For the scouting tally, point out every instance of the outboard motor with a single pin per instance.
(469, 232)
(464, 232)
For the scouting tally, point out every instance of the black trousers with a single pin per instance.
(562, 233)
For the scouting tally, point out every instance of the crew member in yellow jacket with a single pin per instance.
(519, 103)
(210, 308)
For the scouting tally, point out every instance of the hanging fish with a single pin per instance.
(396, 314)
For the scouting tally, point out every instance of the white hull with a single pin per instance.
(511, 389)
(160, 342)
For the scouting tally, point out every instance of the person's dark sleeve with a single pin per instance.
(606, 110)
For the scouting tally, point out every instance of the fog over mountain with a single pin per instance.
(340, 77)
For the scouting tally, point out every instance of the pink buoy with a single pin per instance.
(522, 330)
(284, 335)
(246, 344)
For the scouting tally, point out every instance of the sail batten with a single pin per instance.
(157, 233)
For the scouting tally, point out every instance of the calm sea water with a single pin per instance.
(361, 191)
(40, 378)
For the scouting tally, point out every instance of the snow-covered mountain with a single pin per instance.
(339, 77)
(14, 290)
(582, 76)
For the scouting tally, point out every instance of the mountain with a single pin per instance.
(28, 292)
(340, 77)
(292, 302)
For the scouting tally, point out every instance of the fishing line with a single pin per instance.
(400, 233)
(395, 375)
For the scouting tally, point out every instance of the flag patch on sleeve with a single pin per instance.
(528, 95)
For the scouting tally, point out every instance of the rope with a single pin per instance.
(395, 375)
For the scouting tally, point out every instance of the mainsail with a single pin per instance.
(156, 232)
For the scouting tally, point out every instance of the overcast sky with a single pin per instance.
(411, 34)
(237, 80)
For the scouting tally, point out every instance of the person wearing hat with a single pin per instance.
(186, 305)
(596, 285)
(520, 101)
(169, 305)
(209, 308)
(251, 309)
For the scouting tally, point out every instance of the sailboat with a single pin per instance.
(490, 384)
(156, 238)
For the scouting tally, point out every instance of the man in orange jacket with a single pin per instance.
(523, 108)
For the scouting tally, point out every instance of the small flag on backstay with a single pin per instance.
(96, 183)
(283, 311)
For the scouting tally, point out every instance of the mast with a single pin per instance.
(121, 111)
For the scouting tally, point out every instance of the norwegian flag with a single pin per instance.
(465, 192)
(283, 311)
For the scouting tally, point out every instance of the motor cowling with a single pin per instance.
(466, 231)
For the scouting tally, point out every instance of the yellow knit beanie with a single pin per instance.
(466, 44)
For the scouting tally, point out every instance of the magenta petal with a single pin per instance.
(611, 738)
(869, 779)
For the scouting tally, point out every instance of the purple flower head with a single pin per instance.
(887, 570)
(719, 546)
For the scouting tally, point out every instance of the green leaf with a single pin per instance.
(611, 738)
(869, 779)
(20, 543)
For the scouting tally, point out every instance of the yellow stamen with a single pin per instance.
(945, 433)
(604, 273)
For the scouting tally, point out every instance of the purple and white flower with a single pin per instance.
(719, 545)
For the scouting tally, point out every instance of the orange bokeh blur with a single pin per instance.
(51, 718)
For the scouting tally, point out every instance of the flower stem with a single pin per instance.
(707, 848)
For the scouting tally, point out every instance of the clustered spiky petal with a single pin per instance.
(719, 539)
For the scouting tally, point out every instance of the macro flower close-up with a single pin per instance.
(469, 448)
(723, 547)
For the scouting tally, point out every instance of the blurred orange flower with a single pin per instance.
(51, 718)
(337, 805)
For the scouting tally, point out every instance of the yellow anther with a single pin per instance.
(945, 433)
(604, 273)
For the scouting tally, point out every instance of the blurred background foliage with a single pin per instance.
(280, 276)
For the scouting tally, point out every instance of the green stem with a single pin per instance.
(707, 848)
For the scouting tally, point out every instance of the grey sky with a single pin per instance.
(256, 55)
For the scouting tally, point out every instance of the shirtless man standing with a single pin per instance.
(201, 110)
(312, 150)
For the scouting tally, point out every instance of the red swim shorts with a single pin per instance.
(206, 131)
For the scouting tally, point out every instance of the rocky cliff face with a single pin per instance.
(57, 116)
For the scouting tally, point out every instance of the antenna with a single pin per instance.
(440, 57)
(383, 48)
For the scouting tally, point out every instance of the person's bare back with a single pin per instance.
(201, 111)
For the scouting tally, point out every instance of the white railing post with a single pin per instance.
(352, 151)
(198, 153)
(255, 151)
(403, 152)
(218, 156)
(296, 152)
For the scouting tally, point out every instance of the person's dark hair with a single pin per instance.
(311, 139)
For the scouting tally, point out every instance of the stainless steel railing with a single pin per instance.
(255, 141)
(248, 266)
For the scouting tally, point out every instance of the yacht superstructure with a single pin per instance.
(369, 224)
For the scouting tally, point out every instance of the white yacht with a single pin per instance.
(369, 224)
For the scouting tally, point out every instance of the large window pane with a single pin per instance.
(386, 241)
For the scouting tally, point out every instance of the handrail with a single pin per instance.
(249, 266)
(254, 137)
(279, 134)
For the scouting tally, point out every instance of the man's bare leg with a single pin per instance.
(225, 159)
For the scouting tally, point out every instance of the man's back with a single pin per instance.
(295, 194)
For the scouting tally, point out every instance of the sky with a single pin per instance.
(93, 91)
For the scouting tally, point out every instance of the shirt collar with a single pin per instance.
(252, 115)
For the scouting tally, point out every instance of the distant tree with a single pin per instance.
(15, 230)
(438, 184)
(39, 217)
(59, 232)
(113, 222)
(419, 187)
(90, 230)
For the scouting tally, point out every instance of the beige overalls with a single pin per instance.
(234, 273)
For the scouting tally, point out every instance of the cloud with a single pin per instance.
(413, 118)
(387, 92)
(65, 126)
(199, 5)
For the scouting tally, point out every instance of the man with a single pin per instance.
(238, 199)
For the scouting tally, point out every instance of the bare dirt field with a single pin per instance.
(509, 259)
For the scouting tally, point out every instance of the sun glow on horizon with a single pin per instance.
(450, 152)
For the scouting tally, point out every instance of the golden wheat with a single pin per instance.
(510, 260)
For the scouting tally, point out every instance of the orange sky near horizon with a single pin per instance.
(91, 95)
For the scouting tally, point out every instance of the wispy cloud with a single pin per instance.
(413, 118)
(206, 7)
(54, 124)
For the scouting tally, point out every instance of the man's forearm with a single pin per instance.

———

■ What is needed ■
All of the records must be retyped exactly as they are.

■ Response to this task ■
For the scouting tally, point out every instance of the outboard motor with a single pin per instance.
(469, 232)
(464, 232)
For the scouting tally, point out every instance of the black trousers with a single pin per instance.
(562, 233)
For the scouting tally, point out every instance of the crew member in yellow jacket with a single pin per instance.
(519, 103)
(210, 308)
For the scouting tally, point out every instance of the hanging fish with a single pin per instance.
(396, 314)
For the scouting tally, point out every instance of the white hull with a single pin per instance.
(511, 389)
(160, 342)
For the scouting tally, point out every instance of the person's dark sleeve with a single pin per instance.
(606, 110)
For the scouting tally, point out every instance of the fog over mountain with a single pin per instance.
(340, 77)
For the scouting tally, point out every instance of the pink buoy with a single pin per instance.
(522, 330)
(284, 335)
(246, 344)
For the scouting tally, point out every instance of the sail batten with a single pin per instance.
(157, 233)
For the scouting tally, point out every instance of the calm sea water with a single pin per instance.
(361, 191)
(40, 378)
For the scouting tally, point out every instance of the snow-covered mountain with a single pin per instance.
(339, 77)
(14, 290)
(582, 76)
For the scouting tally, point out every instance of the mountain with a single pin per instance.
(28, 292)
(340, 77)
(292, 302)
For the scouting tally, point out every instance of the fishing line with a single pin per instance.
(400, 233)
(395, 375)
For the scouting tally, point out every instance of the flag patch on sleeve with a single pin per instance.
(528, 95)
For the scouting tally, point out every instance of the rope with a single pin per instance.
(395, 375)
For the scouting tally, point out every instance of the mainsail with a single pin per instance.
(156, 232)
For the scouting tally, point out every instance of the overcast sky with a single pin per instance.
(411, 34)
(237, 80)
For the scouting tally, point out every instance of the person wearing hat with a single pin per instance.
(186, 305)
(596, 285)
(520, 101)
(169, 305)
(209, 308)
(251, 309)
For the scouting tally, point out every instance of the sailboat with a single pin per instance.
(490, 384)
(156, 238)
For the scouting tally, point out every instance of the man in orange jacket with a single pin per instance.
(523, 108)
For the scouting tally, point out every instance of the small flag on backstay with a single pin per instance.
(96, 183)
(283, 311)
For the scouting tally, point out every instance of the mast with a single pin per instance.
(121, 111)
For the scouting tally, point out every instance of the norwegian flag with a single pin per instance.
(465, 192)
(283, 311)
For the scouting tally, point out every instance of the motor cowling with a single pin per instance.
(466, 231)
For the scouting tally, point out every instance of the yellow knit beanie with a single pin per instance.
(466, 44)
For the scouting tally, point out every instance of the magenta petal with a single pin per instance.
(611, 738)
(869, 779)
For the scouting tally, point out every instance of the purple flower head with a single pin per instance.
(887, 570)
(719, 546)
For the scouting tally, point out every instance of the green leaf with a single pin per instance.
(611, 738)
(869, 779)
(20, 543)
For the scouting tally, point out every instance of the yellow stamen with a single pin per instance.
(945, 433)
(604, 273)
For the scouting tally, point out every instance of the purple and white flower with a single pin per instance.
(719, 545)
For the scouting tally, point out every instance of the orange bokeh blur with a single pin per instance.
(51, 718)
For the scouting tally, point out every instance of the flower stem with a single pin per instance.
(707, 848)
For the scouting tally, point out every instance of the clustered spiky petal with a single pin per instance.
(719, 539)
For the scouting tally, point out every instance of the macro flower close-up with a single pin per instance.
(469, 448)
(723, 547)
For the scouting tally, point out every instance of the blurred orange flower with a single pin per instance.
(51, 718)
(337, 805)
For the scouting tally, point out every instance of the yellow anther with a single pin per instance.
(945, 433)
(604, 273)
For the scouting tally, point out every instance of the blurred background foliage with a single pin per instance.
(280, 276)
For the scouting tally, point out every instance of the green stem with a single pin per instance.
(707, 848)
For the scouting tally, point out every instance of the grey sky with a single pin per instance.
(256, 55)
For the scouting tally, point out every instance of the shirtless man standing with a single pin per instance.
(201, 110)
(312, 150)
For the scouting tally, point out every instance of the red swim shorts with a single pin per instance.
(206, 131)
For the scouting tally, point out every instance of the rocky cliff face with a single pin per instance.
(57, 116)
For the scouting tally, point out every instance of the antenna with a single pin per instance.
(440, 57)
(383, 48)
For the scouting tally, point out every instance of the person's bare back with a single pin per instance.
(201, 111)
For the scouting tally, point out every instance of the white railing post with a single pin per instance.
(352, 151)
(198, 153)
(255, 151)
(403, 152)
(218, 156)
(296, 152)
For the scouting tally, point out every instance of the person's dark hair with a single pin per instance.
(311, 139)
For the scouting tally, point out every instance of the stainless steel railing with a single pin per instance.
(255, 141)
(248, 266)
For the scouting tally, point out every instance of the yacht superstructure with a single pin per instance.
(369, 224)
For the scouting tally, point out every instance of the white yacht with a single pin per instance.
(369, 224)
For the scouting tally, point out every instance of the large window pane with a single pin per instance.
(386, 241)
For the scouting tally, point out every instance of the handrail with a single pin per instance.
(249, 266)
(254, 137)
(279, 134)
For the scouting tally, point out every instance of the man's bare leg with a single pin per instance.
(225, 159)
For the scouting tally, point out every instance of the man's back with a single pin per instance.
(295, 194)
For the scouting tally, point out every instance of the sky with a single pin per instance.
(93, 91)
For the scouting tally, point out every instance of the shirt collar with a single pin per instance.
(252, 115)
For the scouting tally, point out every instance of the distant tree with a single pin per instance.
(15, 230)
(438, 184)
(39, 217)
(59, 232)
(113, 222)
(419, 187)
(90, 230)
For the scouting tally, point out every instance of the beige overalls with a single pin per instance.
(234, 273)
For the scouting tally, point out every instance of the cloud with a single pin per instance.
(413, 118)
(387, 92)
(65, 126)
(199, 5)
For the scouting tally, point out every instance of the man with a single pin per instance.
(238, 199)
For the scouting tally, point out every instance of the bare dirt field with a single pin per instance.
(509, 259)
For the scouting tally, point out every instance of the sun glow on horizon with a single pin per instance.
(450, 152)
For the scouting tally, point out every instance of the golden wheat with a single pin per instance.
(510, 260)
For the scouting tally, point out every instance of the orange sky near horizon with a single pin per instance.
(91, 95)
For the scouting tally, point out every instance of the wispy cloud with a single pin per instance.
(413, 118)
(206, 7)
(54, 124)
For the scouting tally, point out every instance of the man's forearm with a single pin per instance.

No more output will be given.